▶ Source extract:
▼

Naturalist Spotlight: Chris Weir-Koetter

What do you do? 

As a Resource Manager, I am basically in charge of managing the park lands from the North Dakota and Canadian borders to Bemidji and down to Starbuck – which amounts to 14 parks and 74,000 acres. My job is to protect our natural resources from invasive species. Minnesota has some pretty serious invaders, and we are trying to keep or restore the ecosystem to what it was when the white people settled here. It’s like a 1930s Model A – there’s a value there. But you have to restore it and then maintain it. The process isn’t the same as it was back then. We have to use what we have today to preserve what we had in the past. 

I have a well-trained crew of laborers that works with me throughout the season. Cindy Lueth is my very knowledgeable crew leader. She works 10 months of the year. We have botonist Mark Magnuson on staff for six months which helps because he is excellent with detail and can quickly identify the various species. Bob Horn is our mechanic and Blake Johnson is our fire expert. Our grasshopper intern this year is Ryan Anderson who is a GPS guru and helps us tremendously with mapping. Each of these crew members brings their own specialized knowledge to the group which keeps things rolling. 

How did you become a resource manager?

I started out as a naturalist intern at Itasca State Park. From there I became a Park Naturalist for Scenic State Park. I was a park manager for eight years at three different parks. Then a resource specialist position opened up. My college training focused on chemistry and biology, so managing our natural resources was ideal for me. I eventually became the Resource Manager for the northwest region of Minnesota. Along with my education, my family background has helped considerably in this line of work. Growing up on a farm, I know how to operate large machinery and back up trailers, etc. That really comes in handy.

What do you like about your job?

They pay me for it! For me it truly is a labor of love. This region has some of the best lands in the state (with four different biomes), and the fact that my work makes that land even better is an honor. Over the past 10 years, I have seen many changes – it is a real positive in achieving the goals we’ve set for our parks.

What are you working on right now?

We are spot-spraying leafy spurge at Glendalough State Park. Glendalough has natural prairie and oak savannas that we have been trying to restore. The leafy spurge is an invasive species that can have a 20 ft root system which makes it difficult to get rid of because prescribed burns don’t affect such a deep root penetration. Also the leafy spurge has a high germination rate. Its seed capsules explode from the plant shooting the seeds about 15 feet from its source which then rapidly spreads the species throughout the prairielands. 

With its milky white sap, this species is very persistent and hard to get rid of. So we come out here late spring/early summer after the burning season to spray these weeds. We’ve been doing this for a couple years now and are noticing a considerable reduction in the spread of this species.

What are some of the projects you have done in the past?

▲

▶ Exercise aim:
Please answer these questions from the naturalist spotlight above.
(a) How many parks and how many acres does the Resource Manager's region cover?
(b) At which park did the Resource Manager start out as a naturalist intern?
(c) About how far do leafy spurge seed capsules shoot their seeds?

▶ Data section:
▼

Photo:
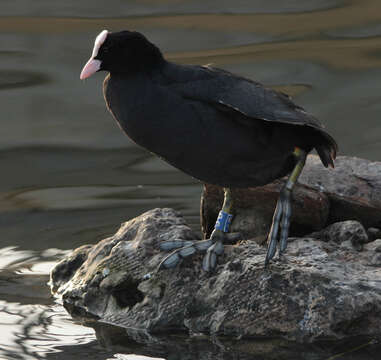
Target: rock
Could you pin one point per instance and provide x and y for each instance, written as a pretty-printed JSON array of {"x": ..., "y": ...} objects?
[
  {"x": 374, "y": 246},
  {"x": 318, "y": 290},
  {"x": 346, "y": 231},
  {"x": 201, "y": 347},
  {"x": 353, "y": 188},
  {"x": 373, "y": 234},
  {"x": 254, "y": 208},
  {"x": 352, "y": 191}
]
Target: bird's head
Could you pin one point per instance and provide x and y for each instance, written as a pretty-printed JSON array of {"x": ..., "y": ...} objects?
[{"x": 122, "y": 52}]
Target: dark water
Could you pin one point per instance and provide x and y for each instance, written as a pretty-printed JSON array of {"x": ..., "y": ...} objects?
[{"x": 69, "y": 177}]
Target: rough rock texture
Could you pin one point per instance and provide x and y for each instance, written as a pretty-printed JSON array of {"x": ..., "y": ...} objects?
[
  {"x": 319, "y": 290},
  {"x": 352, "y": 191}
]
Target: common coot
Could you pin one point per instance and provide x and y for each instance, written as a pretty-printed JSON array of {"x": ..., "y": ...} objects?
[{"x": 218, "y": 127}]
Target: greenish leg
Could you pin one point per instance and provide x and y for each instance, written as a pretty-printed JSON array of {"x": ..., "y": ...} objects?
[
  {"x": 213, "y": 246},
  {"x": 282, "y": 214}
]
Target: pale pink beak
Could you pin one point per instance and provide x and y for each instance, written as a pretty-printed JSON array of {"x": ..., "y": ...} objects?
[{"x": 91, "y": 67}]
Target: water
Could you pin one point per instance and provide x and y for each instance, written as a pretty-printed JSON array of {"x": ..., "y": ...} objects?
[{"x": 69, "y": 176}]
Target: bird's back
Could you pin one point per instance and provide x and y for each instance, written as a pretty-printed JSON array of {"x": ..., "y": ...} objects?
[{"x": 219, "y": 128}]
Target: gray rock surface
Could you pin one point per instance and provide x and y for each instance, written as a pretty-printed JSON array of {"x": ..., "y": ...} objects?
[
  {"x": 351, "y": 191},
  {"x": 319, "y": 290}
]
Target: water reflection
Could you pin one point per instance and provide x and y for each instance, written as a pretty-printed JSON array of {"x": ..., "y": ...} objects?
[{"x": 10, "y": 79}]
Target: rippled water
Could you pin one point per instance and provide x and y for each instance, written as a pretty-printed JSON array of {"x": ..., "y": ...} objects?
[{"x": 69, "y": 176}]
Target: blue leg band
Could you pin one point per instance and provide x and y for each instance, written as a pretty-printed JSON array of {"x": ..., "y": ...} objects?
[{"x": 223, "y": 221}]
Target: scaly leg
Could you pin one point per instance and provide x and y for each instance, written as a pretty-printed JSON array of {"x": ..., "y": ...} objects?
[
  {"x": 213, "y": 246},
  {"x": 282, "y": 214}
]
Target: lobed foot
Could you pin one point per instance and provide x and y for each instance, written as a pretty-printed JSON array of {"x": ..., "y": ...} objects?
[
  {"x": 281, "y": 219},
  {"x": 183, "y": 248}
]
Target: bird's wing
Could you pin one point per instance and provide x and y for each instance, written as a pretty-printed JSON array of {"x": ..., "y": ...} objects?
[
  {"x": 221, "y": 88},
  {"x": 252, "y": 99}
]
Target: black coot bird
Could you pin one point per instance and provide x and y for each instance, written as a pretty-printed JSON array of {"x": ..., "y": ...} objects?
[{"x": 218, "y": 127}]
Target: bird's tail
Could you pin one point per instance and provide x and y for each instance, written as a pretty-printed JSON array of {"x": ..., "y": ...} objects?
[{"x": 327, "y": 150}]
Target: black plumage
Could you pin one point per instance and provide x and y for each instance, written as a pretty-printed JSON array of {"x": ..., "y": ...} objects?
[{"x": 218, "y": 127}]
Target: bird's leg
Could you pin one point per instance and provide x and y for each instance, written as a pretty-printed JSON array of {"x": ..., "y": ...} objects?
[
  {"x": 282, "y": 214},
  {"x": 213, "y": 246}
]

▲

▶ Task answer:
(a) 14 parks and 74,000 acres.
(b) Itasca State Park.
(c) About 15 feet.